# [What you need to do]
Each line below should be reproduced without any alteration.

# [Given entries]
──────
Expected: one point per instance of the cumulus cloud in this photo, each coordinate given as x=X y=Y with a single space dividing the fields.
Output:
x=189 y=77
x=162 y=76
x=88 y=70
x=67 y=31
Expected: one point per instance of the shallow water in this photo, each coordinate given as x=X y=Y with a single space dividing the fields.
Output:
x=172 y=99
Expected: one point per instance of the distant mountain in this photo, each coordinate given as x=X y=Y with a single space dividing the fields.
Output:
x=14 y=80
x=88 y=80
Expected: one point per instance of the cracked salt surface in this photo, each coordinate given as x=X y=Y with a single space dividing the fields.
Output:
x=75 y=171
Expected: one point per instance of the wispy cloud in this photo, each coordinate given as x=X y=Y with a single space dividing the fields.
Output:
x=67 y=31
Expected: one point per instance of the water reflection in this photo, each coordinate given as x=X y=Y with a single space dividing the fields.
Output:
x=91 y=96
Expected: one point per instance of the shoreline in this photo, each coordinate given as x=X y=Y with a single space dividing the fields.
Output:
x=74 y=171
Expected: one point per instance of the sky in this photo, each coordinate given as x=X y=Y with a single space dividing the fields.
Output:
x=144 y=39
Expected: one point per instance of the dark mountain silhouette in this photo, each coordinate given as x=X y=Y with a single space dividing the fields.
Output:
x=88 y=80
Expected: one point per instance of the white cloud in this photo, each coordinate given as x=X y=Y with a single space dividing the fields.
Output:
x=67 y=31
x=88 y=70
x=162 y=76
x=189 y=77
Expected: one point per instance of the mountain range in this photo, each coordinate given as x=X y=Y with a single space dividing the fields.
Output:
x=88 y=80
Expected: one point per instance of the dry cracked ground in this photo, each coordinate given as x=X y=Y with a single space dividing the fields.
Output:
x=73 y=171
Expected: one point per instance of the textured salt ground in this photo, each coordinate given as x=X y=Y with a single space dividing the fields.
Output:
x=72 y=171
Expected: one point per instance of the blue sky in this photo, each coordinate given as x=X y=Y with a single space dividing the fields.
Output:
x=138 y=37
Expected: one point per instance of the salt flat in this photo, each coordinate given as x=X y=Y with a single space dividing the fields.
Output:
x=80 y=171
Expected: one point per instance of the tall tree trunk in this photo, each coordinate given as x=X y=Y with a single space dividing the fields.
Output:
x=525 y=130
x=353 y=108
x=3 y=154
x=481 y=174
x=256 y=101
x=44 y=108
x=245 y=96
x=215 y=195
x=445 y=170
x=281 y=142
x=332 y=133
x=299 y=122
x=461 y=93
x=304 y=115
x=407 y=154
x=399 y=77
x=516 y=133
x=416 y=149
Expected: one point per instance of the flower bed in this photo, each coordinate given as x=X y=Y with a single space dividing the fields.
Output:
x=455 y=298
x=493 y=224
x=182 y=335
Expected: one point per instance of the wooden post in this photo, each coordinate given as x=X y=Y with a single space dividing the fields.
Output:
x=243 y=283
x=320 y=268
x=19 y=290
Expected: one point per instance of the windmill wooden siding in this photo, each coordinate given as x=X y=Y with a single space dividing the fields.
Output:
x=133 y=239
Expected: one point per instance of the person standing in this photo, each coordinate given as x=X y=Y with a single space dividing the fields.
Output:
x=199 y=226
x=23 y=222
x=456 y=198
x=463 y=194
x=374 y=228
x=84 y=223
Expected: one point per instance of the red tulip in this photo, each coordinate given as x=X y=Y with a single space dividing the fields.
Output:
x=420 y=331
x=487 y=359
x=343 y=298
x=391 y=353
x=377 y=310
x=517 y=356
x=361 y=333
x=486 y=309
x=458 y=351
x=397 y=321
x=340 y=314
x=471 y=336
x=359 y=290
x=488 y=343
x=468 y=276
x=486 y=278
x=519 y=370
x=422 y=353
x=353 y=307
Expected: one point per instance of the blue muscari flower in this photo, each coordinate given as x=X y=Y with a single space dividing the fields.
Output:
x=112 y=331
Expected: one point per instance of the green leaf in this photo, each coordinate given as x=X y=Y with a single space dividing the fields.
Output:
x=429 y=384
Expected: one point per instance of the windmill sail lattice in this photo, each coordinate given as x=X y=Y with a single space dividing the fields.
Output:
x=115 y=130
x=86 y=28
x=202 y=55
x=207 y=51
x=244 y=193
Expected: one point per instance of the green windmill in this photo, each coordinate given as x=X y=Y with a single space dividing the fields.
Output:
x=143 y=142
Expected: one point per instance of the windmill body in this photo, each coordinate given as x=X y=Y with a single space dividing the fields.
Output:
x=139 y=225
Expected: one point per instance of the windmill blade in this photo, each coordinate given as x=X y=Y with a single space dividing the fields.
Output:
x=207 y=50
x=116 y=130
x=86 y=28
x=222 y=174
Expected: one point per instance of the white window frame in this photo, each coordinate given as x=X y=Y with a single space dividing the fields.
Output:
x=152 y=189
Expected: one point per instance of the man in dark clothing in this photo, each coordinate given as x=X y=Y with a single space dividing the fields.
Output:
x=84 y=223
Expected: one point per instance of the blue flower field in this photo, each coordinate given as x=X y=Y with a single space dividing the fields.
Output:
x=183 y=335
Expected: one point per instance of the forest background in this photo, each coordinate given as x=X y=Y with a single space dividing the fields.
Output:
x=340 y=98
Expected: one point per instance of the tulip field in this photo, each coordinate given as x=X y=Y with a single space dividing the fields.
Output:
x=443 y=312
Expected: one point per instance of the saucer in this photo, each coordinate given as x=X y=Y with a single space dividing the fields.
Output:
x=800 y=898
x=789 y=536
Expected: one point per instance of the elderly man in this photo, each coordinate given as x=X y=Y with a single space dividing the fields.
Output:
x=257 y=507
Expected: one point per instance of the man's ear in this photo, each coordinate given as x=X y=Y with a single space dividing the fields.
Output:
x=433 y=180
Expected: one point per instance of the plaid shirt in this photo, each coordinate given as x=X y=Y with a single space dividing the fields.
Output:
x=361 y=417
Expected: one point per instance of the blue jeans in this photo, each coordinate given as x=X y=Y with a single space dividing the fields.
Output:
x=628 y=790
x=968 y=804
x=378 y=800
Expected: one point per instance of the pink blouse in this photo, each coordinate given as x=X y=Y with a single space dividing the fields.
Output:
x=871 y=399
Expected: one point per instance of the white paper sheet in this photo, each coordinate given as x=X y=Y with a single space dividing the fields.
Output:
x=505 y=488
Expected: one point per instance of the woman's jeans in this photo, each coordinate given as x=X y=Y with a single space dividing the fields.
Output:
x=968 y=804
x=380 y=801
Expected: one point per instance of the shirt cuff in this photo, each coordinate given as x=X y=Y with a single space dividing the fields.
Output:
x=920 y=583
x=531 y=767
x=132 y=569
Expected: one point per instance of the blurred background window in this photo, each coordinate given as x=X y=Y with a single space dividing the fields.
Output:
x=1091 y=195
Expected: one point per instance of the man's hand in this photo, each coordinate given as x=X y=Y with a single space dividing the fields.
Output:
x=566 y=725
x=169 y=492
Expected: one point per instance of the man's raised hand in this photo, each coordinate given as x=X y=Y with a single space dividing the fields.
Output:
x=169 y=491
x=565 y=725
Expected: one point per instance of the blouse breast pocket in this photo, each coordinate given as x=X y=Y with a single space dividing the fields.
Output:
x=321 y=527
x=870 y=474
──────
# [Solution for this task]
Expected: one point per instance of the cumulus cloud in this photo, each coordinate given as x=X y=Y with a single space dividing the fields.
Output:
x=189 y=77
x=162 y=76
x=88 y=70
x=67 y=31
Expected: one point per instance of the shallow water in this photo, each coordinate given as x=X y=Y with a single space dividing the fields.
Output:
x=172 y=99
Expected: one point per instance of the distant mountain in this photo, each coordinate given as x=X y=Y with a single space dividing the fields.
Output:
x=14 y=80
x=88 y=80
Expected: one point per instance of the cracked salt surface in this photo, each coordinate given as x=X y=Y with a single space dividing the fields.
Output:
x=75 y=171
Expected: one point per instance of the wispy cloud in this photo, each coordinate given as x=X y=Y with a single space dividing the fields.
Output:
x=67 y=31
Expected: one point per instance of the water reflection in this photo, each coordinate given as x=X y=Y with a single space dividing the fields.
Output:
x=91 y=96
Expected: one point per instance of the shoreline in this photo, each coordinate given as x=X y=Y with a single space dividing the fields.
Output:
x=74 y=171
Expected: one point per instance of the sky in this photo, each coordinate given as x=X y=Y with a single space dividing the fields.
Output:
x=144 y=39
Expected: one point per instance of the dark mountain silhouette in this photo, each coordinate given as x=X y=Y with a single space dividing the fields.
Output:
x=88 y=80
Expected: one point per instance of the white cloud in this photo, each coordinate given as x=X y=Y with a single space dividing the fields.
Output:
x=67 y=31
x=88 y=70
x=162 y=76
x=189 y=77
Expected: one point per instance of the mountain range in this photo, each coordinate given as x=X y=Y with a single space dividing the fields.
Output:
x=88 y=80
Expected: one point per instance of the dry cracked ground in this photo, each coordinate given as x=X y=Y with a single space dividing the fields.
Output:
x=73 y=171
Expected: one point per instance of the textured salt ground in this photo, each coordinate given as x=X y=Y with a single space dividing the fields.
Output:
x=72 y=171
Expected: one point per instance of the blue sky in this photo, each coordinate given as x=X y=Y with a single space dividing the fields.
Output:
x=138 y=37
Expected: one point per instance of the salt flat in this photo, each coordinate given as x=X y=Y with a single space dividing the fields.
Output:
x=80 y=171
Expected: one point per instance of the tall tree trunk in this photo, each coordinate given as x=X y=Y with a single space dividing the fields.
Output:
x=525 y=130
x=353 y=108
x=3 y=154
x=481 y=174
x=256 y=101
x=44 y=108
x=245 y=96
x=215 y=195
x=445 y=170
x=281 y=142
x=332 y=133
x=299 y=122
x=461 y=93
x=304 y=115
x=407 y=154
x=399 y=77
x=516 y=133
x=416 y=149
Expected: one point per instance of the flower bed in this photo, each coordinate given as x=X y=Y with a single space dividing the fields.
Output:
x=455 y=298
x=493 y=224
x=182 y=335
Expected: one point per instance of the wooden post in this photo, each coordinate given as x=X y=Y with a single space dividing the fields.
Output:
x=243 y=283
x=320 y=268
x=19 y=290
Expected: one point per instance of the windmill wooden siding in this photo, each coordinate given as x=X y=Y with a single space dividing the fields.
Output:
x=133 y=239
Expected: one point per instance of the person standing in this photo, each coordinate given as x=X y=Y with a single space dividing the fields.
Output:
x=199 y=226
x=23 y=222
x=456 y=198
x=463 y=194
x=374 y=228
x=84 y=223
Expected: one point per instance of the red tulip in this photo, each coordinate given as x=X y=Y with a single space dividing the fields.
Output:
x=420 y=331
x=487 y=359
x=343 y=298
x=391 y=353
x=377 y=310
x=517 y=356
x=361 y=333
x=486 y=309
x=458 y=351
x=397 y=321
x=340 y=314
x=471 y=336
x=359 y=290
x=488 y=343
x=468 y=276
x=486 y=278
x=519 y=370
x=422 y=353
x=353 y=307
Expected: one point per instance of the blue muscari flower in this photo, each coordinate given as x=X y=Y with a single space dividing the fields.
Output:
x=112 y=331
Expected: one point per instance of the green leaf in this photo, each coordinate given as x=X y=Y with a single space dividing the fields.
Output:
x=429 y=384
Expected: one point per instance of the windmill sail lattice in this photo, each coordinate given as x=X y=Y with a single space dividing the fields.
Output:
x=115 y=130
x=86 y=28
x=202 y=55
x=207 y=51
x=244 y=193
Expected: one point per instance of the green windmill in this photo, each coordinate given as x=X y=Y with a single space dividing the fields.
Output:
x=143 y=142
Expected: one point per instance of the windmill body in this photo, each coordinate given as x=X y=Y with a single space dividing the fields.
Output:
x=139 y=225
Expected: one point per instance of the windmill blade in this photo, each coordinate given as x=X y=Y with a single space dividing the fields.
Output:
x=207 y=50
x=116 y=130
x=86 y=28
x=222 y=174
Expected: one point per instance of the white window frame in this photo, each coordinate given as x=X y=Y with a single space dividing the fields.
Output:
x=152 y=189
Expected: one point per instance of the man in dark clothing in this photo, each coordinate given as x=X y=Y with a single space dividing the fields.
Output:
x=84 y=223
Expected: one point per instance of the blue flower field in this photo, each coordinate given as x=X y=Y with a single space dividing the fields.
Output:
x=183 y=335
Expected: one point per instance of the forest background in this photo, each coordinate given as x=X y=Y with a single space dividing the fields.
Output:
x=340 y=98
Expected: one point per instance of the tulip field in this photo, each coordinate given as x=X y=Y with a single space dividing the fields.
Output:
x=443 y=312
Expected: one point per instance of the saucer in this photo, each coordinate given as x=X y=Y with a single space dividing the fields.
Output:
x=800 y=898
x=789 y=536
Expected: one point per instance of the elderly man in this photo, each coordinate given as x=X y=Y with a single space dividing the fields.
Output:
x=257 y=507
Expected: one point per instance of the man's ear in this photo, each coordinate given as x=X y=Y with a single space dividing the fields.
Output:
x=433 y=180
Expected: one point per instance of the plaid shirt in this photo, each coordinate given as x=X y=Y with a single space dividing the fields.
Output:
x=361 y=417
Expected: one point per instance of the blue jeans in this photo, each coordinate given as x=X y=Y with a single space dividing the fields.
Output:
x=628 y=790
x=968 y=804
x=378 y=800
Expected: one point per instance of the pink blouse in this photo, each coordinate given as x=X y=Y with a single space dividing the fields.
Output:
x=871 y=399
Expected: one point per instance of the white paper sheet in this photo, each coordinate given as x=X y=Y with a single space dividing the fields.
Output:
x=505 y=488
Expected: one point per instance of the woman's jeans in this photo, each coordinate given as x=X y=Y with a single space dividing the fields.
Output:
x=968 y=804
x=380 y=801
Expected: one point per instance of the shirt cuff in this photo, each coordinate given as x=X y=Y with a single space dividing the fields.
Output:
x=920 y=583
x=531 y=767
x=132 y=569
Expected: one point per instance of the blurred background window in this photo, each coordinate given as x=X y=Y with a single space dividing the fields.
Output:
x=1091 y=195
Expected: one point per instance of the man's hand in this photo, each coordinate given as x=X y=Y with a single space dividing the fields.
Output:
x=566 y=725
x=169 y=492
Expected: one point per instance of the man's raised hand in this photo, each coordinate given as x=X y=Y with a single space dividing the fields.
Output:
x=169 y=491
x=565 y=725
Expected: one point per instance of the blouse breast pocket in this photo, each coordinate given as x=X y=Y with a single space dividing the fields.
Output:
x=321 y=527
x=870 y=474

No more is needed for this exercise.